Supplied material
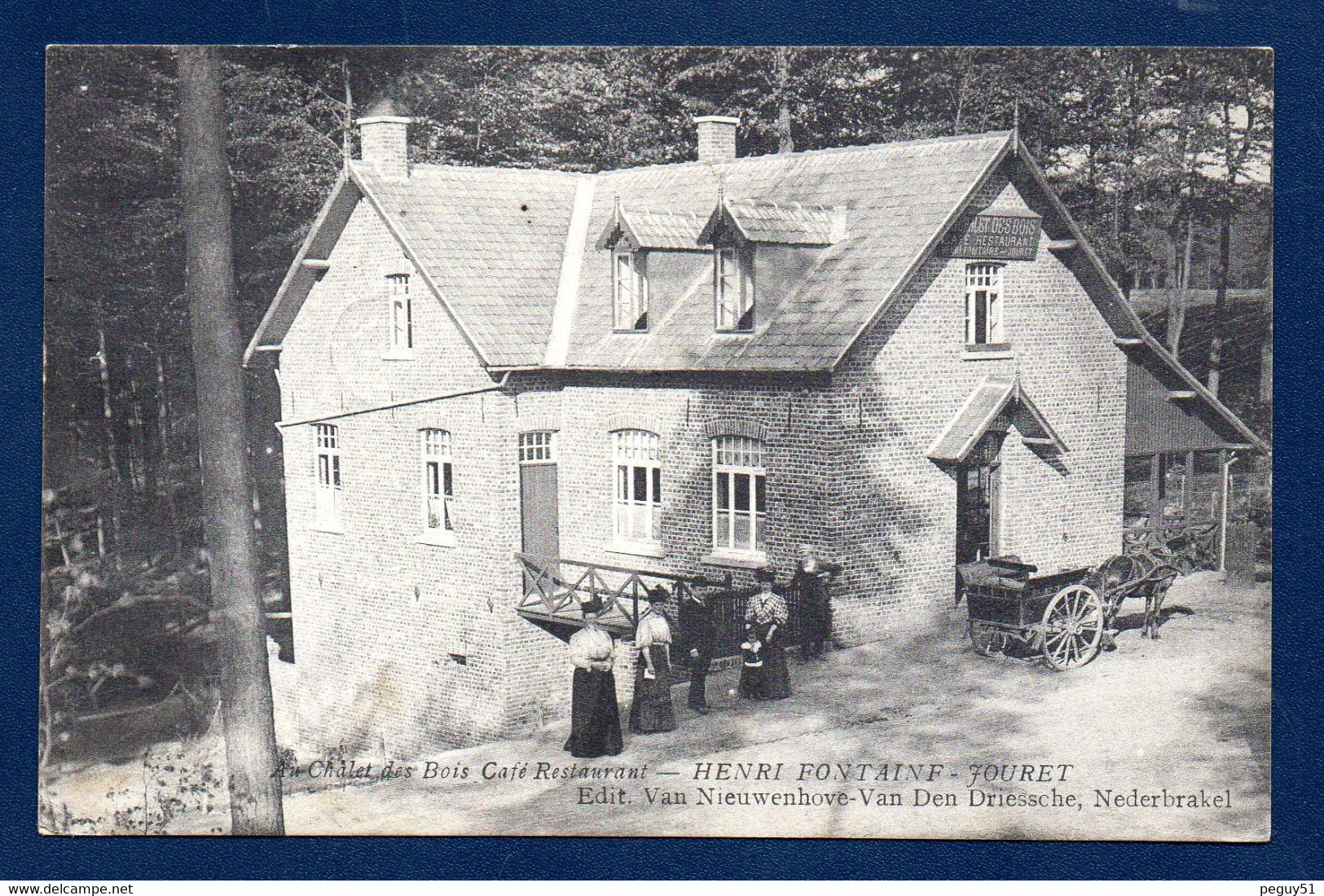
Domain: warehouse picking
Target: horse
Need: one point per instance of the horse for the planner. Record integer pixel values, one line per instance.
(1146, 573)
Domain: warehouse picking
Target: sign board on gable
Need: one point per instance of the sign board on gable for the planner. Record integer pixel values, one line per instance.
(999, 237)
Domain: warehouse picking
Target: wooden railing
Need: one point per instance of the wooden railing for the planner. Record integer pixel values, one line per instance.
(555, 588)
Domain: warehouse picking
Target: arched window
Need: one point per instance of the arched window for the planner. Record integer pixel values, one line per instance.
(402, 314)
(739, 495)
(326, 511)
(732, 288)
(983, 305)
(639, 487)
(631, 290)
(438, 486)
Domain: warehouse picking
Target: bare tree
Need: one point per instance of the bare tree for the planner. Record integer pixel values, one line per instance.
(244, 682)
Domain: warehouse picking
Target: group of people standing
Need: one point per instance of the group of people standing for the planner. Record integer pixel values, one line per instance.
(595, 716)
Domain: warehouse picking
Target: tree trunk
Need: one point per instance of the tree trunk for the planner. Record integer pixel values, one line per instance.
(785, 142)
(1181, 289)
(245, 686)
(1216, 340)
(165, 459)
(1266, 349)
(108, 417)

Problem
Rewrite every line of the entries above as a Markdown table with the columns Row and Line, one line per row. Skip blank lines and leave out the pictures.

Task solution
| Row | Line |
|---|---|
| 1 | Domain: warehouse picking |
| 2 | Target: horse |
| 3 | Need: one point per instance of the horse for the planner. Record integer pixel values, one line per instance. |
| 4 | (1146, 573) |
| 5 | Domain: warehouse picking |
| 6 | Target: sign board on gable |
| 7 | Need: one point per instance of the sign board on gable for the planner. Record integer pixel values, one line per instance. |
| 8 | (999, 237) |
| 9 | Domain: warehouse picking |
| 10 | Target: wooden railing |
| 11 | Need: one point per instance of the wooden railing for the planner. Record integer pixel values, one line per instance. |
| 12 | (555, 588) |
| 13 | Domain: warehouse picking |
| 14 | Target: arched window |
| 15 | Need: one point per instance of the arched window for the planner. Record integer pixel values, one line per instance. |
| 16 | (402, 314) |
| 17 | (739, 495) |
| 18 | (326, 511) |
| 19 | (732, 288) |
| 20 | (983, 305) |
| 21 | (639, 487) |
| 22 | (631, 290) |
| 23 | (438, 486) |
| 24 | Domain: warehouse picking |
| 25 | Target: bare tree |
| 26 | Need: one point per instance of the bare tree for the planner. Record integer pixel values, one line per instance. |
| 27 | (244, 682) |
| 28 | Domain: warehouse picking |
| 29 | Target: group of people standing |
| 30 | Need: one point per instance of the group of people standing for the planner. Record integer pixel values, one line per instance. |
| 31 | (595, 716) |
| 32 | Domain: warehouse picking |
| 33 | Target: tree trunk |
| 34 | Need: one point per instance of the tree trunk for the planner. Record integer pixel values, one line per instance. |
| 35 | (785, 142) |
| 36 | (1181, 289) |
| 37 | (245, 686) |
| 38 | (1216, 340) |
| 39 | (165, 459) |
| 40 | (1266, 349) |
| 41 | (108, 417) |